◆ Dataset records

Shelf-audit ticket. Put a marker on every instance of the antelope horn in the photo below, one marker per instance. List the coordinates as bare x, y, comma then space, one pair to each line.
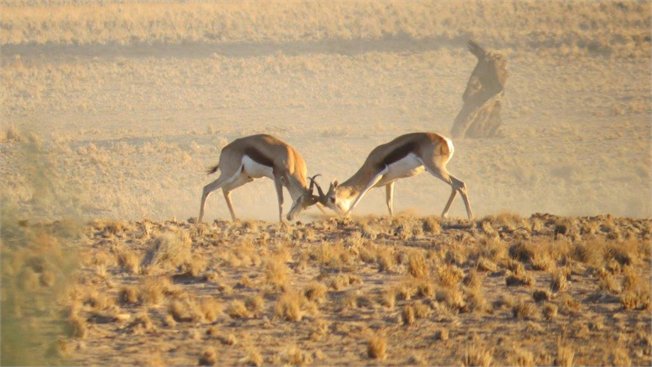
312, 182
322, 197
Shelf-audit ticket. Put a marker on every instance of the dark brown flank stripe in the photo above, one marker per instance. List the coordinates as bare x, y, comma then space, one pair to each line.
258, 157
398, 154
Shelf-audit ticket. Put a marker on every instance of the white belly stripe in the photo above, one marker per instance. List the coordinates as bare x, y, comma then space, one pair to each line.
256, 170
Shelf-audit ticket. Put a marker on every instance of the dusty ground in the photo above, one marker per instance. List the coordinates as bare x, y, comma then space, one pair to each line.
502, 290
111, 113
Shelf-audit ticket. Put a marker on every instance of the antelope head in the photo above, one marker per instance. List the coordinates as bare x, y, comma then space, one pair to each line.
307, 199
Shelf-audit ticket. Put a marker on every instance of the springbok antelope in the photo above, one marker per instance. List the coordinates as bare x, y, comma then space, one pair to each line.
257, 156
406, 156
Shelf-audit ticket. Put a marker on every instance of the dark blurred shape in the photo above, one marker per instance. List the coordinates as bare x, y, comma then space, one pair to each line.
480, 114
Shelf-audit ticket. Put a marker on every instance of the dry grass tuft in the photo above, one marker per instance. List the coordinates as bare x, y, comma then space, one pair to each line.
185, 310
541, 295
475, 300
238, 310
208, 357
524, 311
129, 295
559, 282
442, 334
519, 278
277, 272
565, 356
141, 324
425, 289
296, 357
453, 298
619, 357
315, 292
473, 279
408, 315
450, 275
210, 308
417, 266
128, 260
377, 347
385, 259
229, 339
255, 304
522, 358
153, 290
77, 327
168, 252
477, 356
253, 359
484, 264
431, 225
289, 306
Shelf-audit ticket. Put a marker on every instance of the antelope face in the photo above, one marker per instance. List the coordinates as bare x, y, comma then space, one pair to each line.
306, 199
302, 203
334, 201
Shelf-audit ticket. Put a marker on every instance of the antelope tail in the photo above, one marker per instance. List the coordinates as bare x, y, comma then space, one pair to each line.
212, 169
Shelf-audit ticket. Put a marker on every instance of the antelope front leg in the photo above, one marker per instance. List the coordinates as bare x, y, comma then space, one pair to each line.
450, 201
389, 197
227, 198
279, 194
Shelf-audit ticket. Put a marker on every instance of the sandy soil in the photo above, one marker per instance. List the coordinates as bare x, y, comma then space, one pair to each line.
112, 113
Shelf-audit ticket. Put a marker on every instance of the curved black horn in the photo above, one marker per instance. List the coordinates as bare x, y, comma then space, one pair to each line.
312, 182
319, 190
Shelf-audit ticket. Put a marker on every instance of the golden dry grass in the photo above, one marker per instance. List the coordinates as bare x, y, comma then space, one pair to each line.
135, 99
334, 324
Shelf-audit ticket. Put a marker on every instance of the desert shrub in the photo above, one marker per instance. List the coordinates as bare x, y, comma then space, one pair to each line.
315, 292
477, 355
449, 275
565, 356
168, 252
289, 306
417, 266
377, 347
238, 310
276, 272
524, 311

◆ Problem to work on
Your answer is an exact copy of the records above, stripped of pictures.

◆ Response box
Shelf-audit ticket. Put a marker on every instance of the antelope horn in the photo below, one marker per instance. List the coordinates as bare x, y, comma then space, one pair to each line.
312, 182
322, 197
Shelf-audit ticket. Put a marker on every instance of the dark brown flank stripe in the photo above, one marker per instance. List the coordinates as bare x, y, comma then space, one pair to each line.
258, 157
398, 154
Shelf-audit ticket. Put a marker on every instance of the white belly stripe in the photo above, one marker per instance. List the coordinates as bare x, y, comma then space, one pair to each line.
256, 170
Shelf-audit ticket. Put a marker on every instance of the dusty ground in the photo above, one marker per instance. List the coordinates as bare x, y, comma then space, one pair to each line.
502, 290
111, 113
Shelf-audit ticket. Put a marker on every instance of the antelope head in the photo above, one marker per instance. List the coordinates as bare x, y, comma then space, one pair to each line.
307, 199
Shelf-audit ticket. Put a marker on every instance of the springbok antelope in the photo above, one marker per instance. List the coordinates as bare x, y, comma then space, one pair to each line.
257, 156
406, 156
Shelf-audit ticket. Put a marker on every instance of the dark blurred shape in the photo above, one marker per instance. List the coordinates as bare x, y, comma then space, one pair to each line.
480, 114
Shelf-audit ticket. Put a marker on every instance of the dry grass tuft in the photo above, one marker per instance. List the coordinates as bare x, y, comma then space, one pair to each line.
185, 310
541, 295
475, 300
238, 310
208, 357
524, 311
129, 295
559, 282
442, 334
519, 278
277, 272
565, 356
141, 324
425, 289
296, 357
453, 298
619, 357
315, 292
473, 279
408, 315
450, 275
210, 308
417, 266
128, 260
377, 347
385, 259
229, 339
255, 304
522, 358
153, 290
77, 327
168, 252
477, 356
253, 359
484, 264
431, 225
289, 306
Shelf-audit ticket. Put a marker on every instance of the antelope face in the photo above, one marker per instance. List the coordinates as bare x, y, comma then space, one pair to each line.
306, 199
302, 203
334, 201
Shelf-audit ticket. Put a marker on every instance of the antelope tail in the photo above, one marker per instance. List the coordinates as bare x, y, comma then space, one pair to each line.
212, 169
Shelf-audit ticket. Put a marker on every instance of the antelope front leg in the photo above, one marker per instance. List the coordinates as bare x, y, comma then space, one pair to each line.
450, 201
389, 197
227, 198
279, 194
Shelf-audit ticket. Put a marker on every instance of the sandy soil in the photo above, one marker per instance. List the coordinates as bare x, y, comma then space, one pair to each line.
112, 113
Shelf-audit ticket. Put a marker on every instance of the curved black horn in the photo above, one marker per instance. List the coordinates as bare x, y, comma then space, one pair to each line.
312, 182
319, 190
Shelf-audit ticket. Put a marker on every instance of the golden dry grass in the photo above, one marker per instance. List the coordinates as bare x, y, comma then space, one pair to each line.
135, 99
334, 324
Shelf-audit ticket. Put a marker on every instance of the desert shrub in the photo above, one marker per instance. List the coordinates as bare x, y, comma then space, one pair to each line.
315, 292
477, 355
449, 275
565, 356
168, 252
289, 306
417, 266
377, 347
238, 310
276, 272
524, 311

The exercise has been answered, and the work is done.